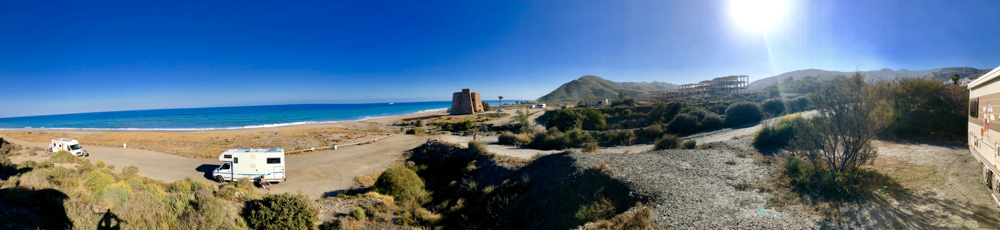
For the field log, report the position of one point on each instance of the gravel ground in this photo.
(694, 189)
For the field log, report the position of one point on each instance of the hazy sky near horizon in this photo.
(72, 57)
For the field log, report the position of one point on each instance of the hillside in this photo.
(884, 74)
(591, 86)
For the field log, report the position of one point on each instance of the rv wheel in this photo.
(987, 176)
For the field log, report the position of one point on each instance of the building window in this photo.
(974, 108)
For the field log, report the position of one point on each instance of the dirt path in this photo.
(313, 174)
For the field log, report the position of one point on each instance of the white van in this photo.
(68, 145)
(251, 163)
(982, 93)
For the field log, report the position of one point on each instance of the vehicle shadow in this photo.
(207, 169)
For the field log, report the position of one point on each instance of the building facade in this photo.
(466, 102)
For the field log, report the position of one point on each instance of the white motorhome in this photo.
(68, 145)
(982, 93)
(251, 163)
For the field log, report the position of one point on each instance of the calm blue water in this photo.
(222, 117)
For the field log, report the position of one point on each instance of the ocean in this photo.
(222, 118)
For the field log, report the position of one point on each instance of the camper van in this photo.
(68, 145)
(251, 163)
(984, 136)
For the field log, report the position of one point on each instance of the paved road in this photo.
(312, 174)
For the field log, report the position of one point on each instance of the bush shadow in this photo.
(207, 169)
(41, 209)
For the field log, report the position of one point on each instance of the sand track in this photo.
(312, 174)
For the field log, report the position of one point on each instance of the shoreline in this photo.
(347, 124)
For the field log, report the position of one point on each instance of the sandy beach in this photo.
(176, 155)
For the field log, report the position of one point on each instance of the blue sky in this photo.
(71, 57)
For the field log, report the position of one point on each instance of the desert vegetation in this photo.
(93, 196)
(443, 185)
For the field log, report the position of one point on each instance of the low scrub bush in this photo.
(63, 157)
(402, 184)
(668, 141)
(742, 113)
(711, 122)
(280, 211)
(780, 134)
(690, 144)
(591, 148)
(774, 107)
(98, 181)
(601, 209)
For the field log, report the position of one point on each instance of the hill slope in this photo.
(885, 74)
(591, 86)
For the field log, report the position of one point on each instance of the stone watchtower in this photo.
(465, 102)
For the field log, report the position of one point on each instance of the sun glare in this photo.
(757, 15)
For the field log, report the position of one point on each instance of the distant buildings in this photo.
(719, 85)
(466, 102)
(592, 102)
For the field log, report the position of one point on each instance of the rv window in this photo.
(974, 108)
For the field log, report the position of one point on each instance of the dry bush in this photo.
(213, 213)
(603, 167)
(668, 141)
(591, 148)
(144, 210)
(403, 184)
(98, 181)
(280, 211)
(601, 209)
(130, 171)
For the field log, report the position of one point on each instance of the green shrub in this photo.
(743, 113)
(699, 113)
(478, 147)
(358, 214)
(683, 124)
(668, 141)
(144, 211)
(130, 171)
(98, 181)
(280, 211)
(690, 144)
(591, 148)
(116, 194)
(63, 157)
(774, 106)
(711, 122)
(780, 134)
(215, 213)
(402, 184)
(601, 209)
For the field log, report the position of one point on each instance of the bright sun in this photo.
(757, 15)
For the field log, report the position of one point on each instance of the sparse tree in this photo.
(852, 113)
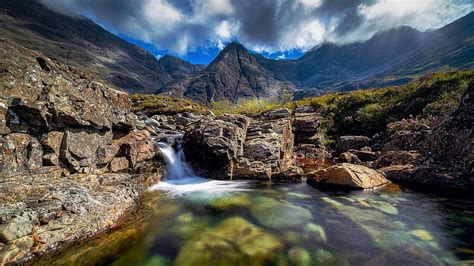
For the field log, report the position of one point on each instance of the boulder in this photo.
(397, 158)
(52, 141)
(3, 119)
(43, 93)
(310, 151)
(348, 175)
(234, 241)
(80, 146)
(364, 155)
(348, 157)
(214, 145)
(137, 147)
(118, 164)
(19, 153)
(346, 143)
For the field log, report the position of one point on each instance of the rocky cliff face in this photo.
(80, 42)
(62, 134)
(233, 75)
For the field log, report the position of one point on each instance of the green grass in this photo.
(363, 112)
(158, 104)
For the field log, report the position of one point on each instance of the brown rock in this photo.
(137, 146)
(219, 140)
(348, 175)
(118, 164)
(346, 143)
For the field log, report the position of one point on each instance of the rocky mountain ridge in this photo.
(80, 42)
(233, 75)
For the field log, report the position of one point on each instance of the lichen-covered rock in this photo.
(397, 158)
(119, 164)
(348, 175)
(346, 143)
(80, 147)
(55, 211)
(43, 93)
(217, 140)
(279, 214)
(310, 151)
(19, 153)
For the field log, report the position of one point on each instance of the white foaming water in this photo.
(180, 179)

☆ ☆ ☆ ☆ ☆ ☆ ☆

## EXERCISE
Please retype the whole of the data precisely, omitting pictures.

## RESPONSE TO THIS EXERCISE
For the field log, report the position of one point on each instance of the gravel ground in this photo.
(694, 189)
For the field log, report the position of one point on each instance of the hazy sky near horizon in this photo.
(72, 57)
For the field log, report the position of one point on each instance of the hillside in this photo.
(884, 74)
(591, 86)
For the field log, report the position of one point on each instance of the rv wheel in this photo.
(987, 176)
For the field log, report the position of one point on each instance of the building window in this photo.
(974, 108)
For the field log, report the position of one point on each instance of the dirt path in this photo.
(313, 174)
For the field log, report the position of one point on each instance of the white van in this photo.
(68, 145)
(251, 163)
(982, 93)
For the field log, report the position of one point on each instance of the vehicle shadow in this photo.
(207, 169)
For the field log, report the position of one point on each instance of the building facade in this photo.
(466, 102)
For the field log, report the position of one point on each instance of the white motorhome in this photo.
(68, 145)
(982, 93)
(251, 163)
For the field log, report the position of one point on each instance of the calm blue water in this photo.
(222, 117)
For the field log, report the position of one point on each instance of the ocean in this photo.
(222, 118)
For the field log, report the position of one point on each instance of the camper van in this photo.
(68, 145)
(251, 163)
(984, 136)
For the field log, report the position of one point on each instance of the paved road in this photo.
(312, 174)
For the field log, report the position of one point on each instance of the bush shadow in this photo.
(207, 169)
(41, 209)
For the field log, report the position of one point on each instance of the sand track in this photo.
(312, 174)
For the field log, report the position of one point on each instance of the shoreline in this photo.
(347, 124)
For the field log, report the position of one point on each instance of the sandy beach in this photo.
(176, 155)
For the field log, report the position of one point on each instance of the blue sky in this photo.
(71, 57)
For the field log, report the position of one point on each instance of the desert vegetation in this photo.
(93, 196)
(443, 185)
For the field log, report the position of one point on each instance of the low scrub bush in this photo.
(63, 157)
(402, 184)
(668, 141)
(742, 113)
(711, 122)
(280, 211)
(780, 134)
(690, 144)
(591, 148)
(774, 107)
(98, 181)
(601, 209)
For the field log, report the position of one point on each instance of the hill slope in this photo.
(885, 74)
(591, 86)
For the field log, report the position of one point on each instance of the stone watchtower in this photo.
(465, 102)
For the field log, report the position of one point on each instance of the sun glare in this photo.
(757, 15)
For the field log, report the position of one point on each instance of the distant buildings in this photo.
(719, 85)
(466, 102)
(592, 102)
For the field log, report the position of one point on each instance of the rv window in this photo.
(974, 108)
For the field log, report the position of one point on each instance of the dry bush in this photo.
(213, 213)
(603, 167)
(668, 141)
(591, 148)
(144, 210)
(403, 184)
(98, 181)
(280, 211)
(601, 209)
(130, 171)
For the field log, report the position of one point on each instance of the green shrub in this photo.
(743, 113)
(699, 113)
(478, 147)
(358, 214)
(683, 124)
(668, 141)
(144, 211)
(130, 171)
(98, 181)
(280, 211)
(690, 144)
(591, 148)
(116, 194)
(63, 157)
(774, 106)
(711, 122)
(780, 134)
(215, 213)
(402, 184)
(601, 209)
For the field log, report the position of one point on each instance of the bright sun in this photo.
(757, 15)
For the field log, report the position of one point on each instance of the sparse tree in this photo.
(852, 113)
For the field log, report the position of one point on each instance of the boulder in this photo.
(397, 158)
(52, 141)
(3, 119)
(43, 93)
(310, 151)
(348, 175)
(234, 241)
(80, 146)
(364, 155)
(348, 157)
(214, 145)
(137, 147)
(118, 164)
(19, 153)
(346, 143)
For the field log, report the position of one point on each instance of the rocky cliff face in this photo.
(80, 42)
(62, 134)
(233, 75)
For the field log, report the position of one point on each instance of the green grass in this photo.
(363, 112)
(158, 104)
For the field log, report the position of one point on each instance of the brown rock in this photo.
(137, 146)
(219, 140)
(348, 175)
(118, 164)
(346, 143)
For the field log, report the position of one point on each instance of the rocky mountain ridge in this photo.
(80, 42)
(233, 75)
For the field log, report the position of one point on each instance of the lichen-covered rock in this photo.
(397, 158)
(119, 164)
(348, 175)
(346, 143)
(80, 147)
(55, 211)
(43, 93)
(217, 140)
(279, 214)
(310, 151)
(19, 153)
For the field log, report the position of one point on each instance of the white foaming water in this photo.
(180, 179)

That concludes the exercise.